→ Selected excerpt:
━━━━
The role of EEG in the workup of febrile seizures is also controversial. An EEG may remain slow for up to 7 days after a febrile seizure. In a recent case control study of 36 patients with febrile seizures who had abnormal EEG compared to 87 patients with normal EEG after febrile seizures (21), 9/36 with EEG abnormalities were more likely to have epilepsy. In a recent Cochrane review, no randomized controls trials were found to show evidence for the use of EEG after a complex febrile seizure. Guidelines do not exist to assist in the understanding of when an EEG may be valuable in these patients (22).

Lumbar puncture guidelines in complex febrile seizures are no different from those for simple febrile seizures, meaning that a lumbar puncture is indicated in any child who appears ill or has signs of meningismus or has incomplete or unclear documentation of immunization.


Febrile status epilepticus is defined as a febrile seizure lasting more than 30 minutes and may be conceived as an extreme form of a complex febrile seizure. Risk factors for developing febrile status epilepticus include younger age at onset of febrile seizure, lower temperature at onset of seizure, and longer duration of recognized temperature before onset of febrile seizure (23).
━━━━
→ Supplied information:

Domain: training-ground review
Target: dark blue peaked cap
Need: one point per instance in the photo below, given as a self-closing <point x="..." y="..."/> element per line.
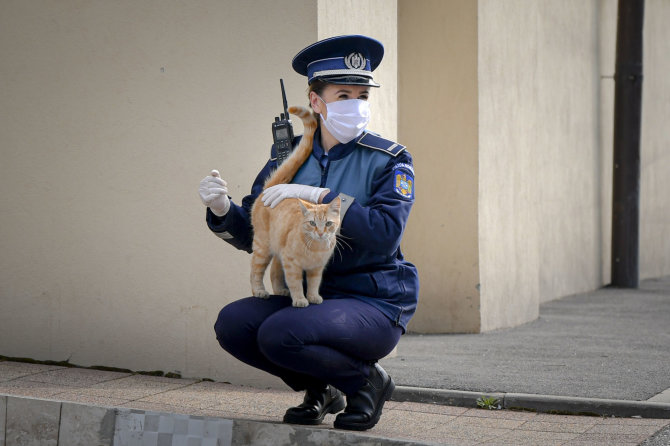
━━━━
→ Questions on the material:
A: Rewrite the paragraph of the febrile seizures passage that begins "Febrile status epilepticus is defined" as a shorter paragraph, keeping its main facts.
B: Retype the part of the febrile seizures passage that begins at the words "Febrile status epilepticus is" and stops after the words "febrile seizure (23).", changing nothing.
C: Extend the febrile seizures passage, starting after its final sentence.
The lines have nothing to do with the febrile seizures passage.

→ Expected outputs:
A: Febrile status epilepticus is a febrile seizure lasting over 30 minutes and can be seen as an extreme form of complex febrile seizure. Its risk factors are a younger age at first febrile seizure, a lower temperature when the seizure starts, and a longer recognized fever before the seizure (23).

B:
Febrile status epilepticus is defined as a febrile seizure lasting more than 30 minutes and may be conceived as an extreme form of a complex febrile seizure. Risk factors for developing febrile status epilepticus include younger age at onset of febrile seizure, lower temperature at onset of seizure, and longer duration of recognized temperature before onset of febrile seizure (23).

C:
After a single febrile seizure, the risk of recurrence is 30%. After two or more febrile seizures, the risk increases to 50%. Other risk factors for recurrence include young age at onset, a history of febrile seizures in a first-degree relative, low degree of fever while in the emergency department, and a brief duration between the onset of fever and the initial seizure (24,25). Risk of future epilepsy after simple febrile seizures is negligible at 1% to 2.4% and that after a complex febrile seizure is 4% to 6%. Risk factors for future epilepsy include complex febrile seizure, developmental delay, and family history of epilepsy. These risk factors are different from the risk factors for febrile seizure recurrence (younger age at onset, lower temperature at time of febrile seizure, and family history of febrile seizures) (26–28).


Parental education is critical in further management of febrile seizures. Parents should be educated about seizure first aid and also be trained to administer rescue medication at home for seizures lasting 5 minutes. Medications used in the prehospital termination of seizures include rectal diazepam (0.3–0.5 mg/kg/dose) and buccal or intranasal midazolam (0.2–0.3 mg/kg/dose). Emergency seizure management will be the same in patients with febrile seizures as patients with afebrile seizures (29). After securing airway, breathing, and circulation in a patient still actively seizing, an intravenous benzodiazepine is administered as the first line of treatment followed by an intravenous load of a second-line drug—which may vary from hospital to hospital (at our institution we use intravenous fosphenytoin given as 20–30 phenytoin equivalents/kg/dose). Although prophylactic antipyretics may give a patient symptomatic comfort, they do not prevent the occurrence of febrile seizures (30). In addition, prophylactic anticonvulsant medications are not indicated in the treatment of febrile seizures (31).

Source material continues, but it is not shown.